--- Work instruction ---
Nothing in the listing below should change; retype it as is.

--- Data for the task ---

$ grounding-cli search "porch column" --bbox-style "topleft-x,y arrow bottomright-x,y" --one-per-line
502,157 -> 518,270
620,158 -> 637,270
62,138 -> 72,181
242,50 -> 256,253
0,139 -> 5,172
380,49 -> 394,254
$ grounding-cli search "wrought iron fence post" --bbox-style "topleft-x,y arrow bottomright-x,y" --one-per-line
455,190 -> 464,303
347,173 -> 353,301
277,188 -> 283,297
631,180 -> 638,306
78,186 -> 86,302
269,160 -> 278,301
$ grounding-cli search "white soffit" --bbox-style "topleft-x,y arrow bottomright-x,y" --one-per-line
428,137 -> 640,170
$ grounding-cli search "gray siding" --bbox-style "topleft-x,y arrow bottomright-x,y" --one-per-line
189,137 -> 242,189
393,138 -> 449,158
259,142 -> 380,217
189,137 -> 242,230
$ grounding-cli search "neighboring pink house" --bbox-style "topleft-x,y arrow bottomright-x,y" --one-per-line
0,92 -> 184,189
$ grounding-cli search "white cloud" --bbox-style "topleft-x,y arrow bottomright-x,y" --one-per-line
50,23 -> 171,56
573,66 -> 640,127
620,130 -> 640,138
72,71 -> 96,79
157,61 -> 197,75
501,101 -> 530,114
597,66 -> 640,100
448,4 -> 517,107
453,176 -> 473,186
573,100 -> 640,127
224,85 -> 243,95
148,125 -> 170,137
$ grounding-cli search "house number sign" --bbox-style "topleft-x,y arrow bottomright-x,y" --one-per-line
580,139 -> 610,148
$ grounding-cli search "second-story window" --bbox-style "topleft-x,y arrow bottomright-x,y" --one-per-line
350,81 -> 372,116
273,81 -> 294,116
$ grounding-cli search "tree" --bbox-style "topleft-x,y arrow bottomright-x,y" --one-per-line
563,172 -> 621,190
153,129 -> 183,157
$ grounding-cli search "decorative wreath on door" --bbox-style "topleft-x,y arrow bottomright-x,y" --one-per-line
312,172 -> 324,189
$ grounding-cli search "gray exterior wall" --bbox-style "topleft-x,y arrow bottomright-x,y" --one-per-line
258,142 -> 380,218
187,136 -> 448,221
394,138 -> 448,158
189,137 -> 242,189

--- Problem solution ---
$ grounding-cli search "porch column" --bbox-style "topleft-x,y arrow bottomright-x,y" --one-per-line
502,157 -> 518,270
620,158 -> 637,270
62,138 -> 72,181
242,50 -> 256,253
0,139 -> 5,172
380,49 -> 394,254
$ grounding-cli search "wrought iron fence post" --bbox-style "topleft-x,y arrow bottomright-x,y" --one-per-line
455,190 -> 464,303
347,173 -> 353,301
277,188 -> 283,297
631,180 -> 638,306
78,186 -> 86,302
269,160 -> 278,301
$ grounding-cli search "white soffit" --bbox-style "topleft-x,y arrow bottomright-x,y" --one-per-line
428,137 -> 640,170
$ grounding-cli search "gray siding" --bbox-style "topleft-x,y arrow bottomright-x,y" --one-per-line
189,137 -> 242,189
393,138 -> 449,158
259,142 -> 380,217
189,137 -> 242,230
$ grounding-cli search "neighboring pink house" --bbox-style "topleft-x,y arrow bottomright-x,y" --one-per-line
0,92 -> 184,189
$ grounding-cli search "white cloud" --bbox-style "topleft-x,y arrow bottomright-x,y" --one-per-line
50,23 -> 171,56
573,66 -> 640,127
620,130 -> 640,138
72,71 -> 96,79
157,61 -> 197,75
501,101 -> 530,114
597,66 -> 640,100
448,4 -> 517,107
453,176 -> 473,186
573,100 -> 640,127
224,85 -> 243,95
148,125 -> 170,137
$ grounding-cli search "house number sign" --bbox-style "topleft-x,y arrow bottomright-x,y" --one-per-line
580,139 -> 610,148
$ grounding-cli search "second-story window" --bbox-style "topleft-x,y arrow bottomright-x,y" --one-per-line
350,81 -> 372,116
273,81 -> 294,116
$ grounding-cli search "tree" --bbox-style "topleft-x,y arrow bottomright-x,y" --one-per-line
563,172 -> 621,190
153,129 -> 183,157
$ grounding-cli search "decorative wreath on door" --bbox-style "topleft-x,y arrow bottomright-x,y" --one-per-line
312,172 -> 324,189
$ grounding-cli search "gray exterior wall" --bbox-style "topleft-x,y arrow bottomright-x,y" --one-per-line
258,142 -> 380,218
187,136 -> 448,221
394,138 -> 448,158
189,137 -> 242,189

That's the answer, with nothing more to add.